--- start of Data in this exercise ---
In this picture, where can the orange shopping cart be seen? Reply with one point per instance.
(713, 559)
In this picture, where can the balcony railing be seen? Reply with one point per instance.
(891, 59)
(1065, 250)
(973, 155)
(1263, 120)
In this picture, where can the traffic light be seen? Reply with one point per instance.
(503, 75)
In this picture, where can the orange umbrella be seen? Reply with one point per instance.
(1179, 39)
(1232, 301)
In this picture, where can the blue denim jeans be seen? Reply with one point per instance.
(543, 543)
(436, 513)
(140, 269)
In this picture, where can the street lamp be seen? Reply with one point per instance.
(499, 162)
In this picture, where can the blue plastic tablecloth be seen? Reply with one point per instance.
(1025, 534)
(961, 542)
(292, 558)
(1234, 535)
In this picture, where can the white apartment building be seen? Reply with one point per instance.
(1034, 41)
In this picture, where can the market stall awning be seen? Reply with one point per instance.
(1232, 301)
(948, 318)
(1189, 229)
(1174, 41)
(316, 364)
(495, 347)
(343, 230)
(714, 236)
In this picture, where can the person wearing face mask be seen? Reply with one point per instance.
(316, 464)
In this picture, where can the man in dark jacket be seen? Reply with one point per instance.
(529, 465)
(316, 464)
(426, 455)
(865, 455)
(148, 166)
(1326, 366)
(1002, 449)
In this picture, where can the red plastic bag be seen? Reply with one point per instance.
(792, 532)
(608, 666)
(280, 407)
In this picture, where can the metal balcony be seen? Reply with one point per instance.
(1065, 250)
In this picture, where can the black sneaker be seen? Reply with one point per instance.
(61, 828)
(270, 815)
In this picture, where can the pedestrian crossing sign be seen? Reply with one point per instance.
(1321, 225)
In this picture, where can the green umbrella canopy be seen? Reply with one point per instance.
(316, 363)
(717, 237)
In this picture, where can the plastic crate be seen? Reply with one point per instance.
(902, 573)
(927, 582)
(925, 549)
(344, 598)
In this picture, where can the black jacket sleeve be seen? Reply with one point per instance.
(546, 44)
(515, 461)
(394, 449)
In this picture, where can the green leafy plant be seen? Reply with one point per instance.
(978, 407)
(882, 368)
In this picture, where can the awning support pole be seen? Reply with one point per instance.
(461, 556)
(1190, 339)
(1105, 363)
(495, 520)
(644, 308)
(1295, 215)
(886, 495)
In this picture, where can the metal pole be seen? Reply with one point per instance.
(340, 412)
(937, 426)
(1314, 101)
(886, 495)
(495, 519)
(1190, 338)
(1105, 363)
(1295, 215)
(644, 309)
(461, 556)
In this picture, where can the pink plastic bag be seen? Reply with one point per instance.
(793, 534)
--- end of Data in this exercise ---
Aim:
Reproduce word for word the lines of the records that start at the line containing "In this picture, where can the plastic" and end at the last line of the records, including both of those lines.

Correct response:
In this picture, where can the plastic crate be seen? Reply with one point per instance.
(902, 573)
(927, 582)
(925, 549)
(344, 598)
In this picture, where can the black jacket sleeve be seen? Reply with one point per instance.
(546, 44)
(515, 461)
(394, 449)
In this picture, where can the green leafy plant be seen? Reply with one point per instance.
(978, 407)
(882, 368)
In this picture, where can the awning support pole be seen? Reply with one point per instance.
(461, 556)
(1190, 339)
(1105, 363)
(495, 520)
(644, 308)
(1295, 215)
(886, 495)
In this picture, where can the metal pole be seen? Reply with one point per instance.
(340, 412)
(937, 426)
(1314, 101)
(886, 495)
(495, 519)
(1190, 338)
(1105, 363)
(1295, 215)
(644, 309)
(461, 556)
In this picture, where can the pink plastic bag be seen? Reply with one point per instance.
(793, 534)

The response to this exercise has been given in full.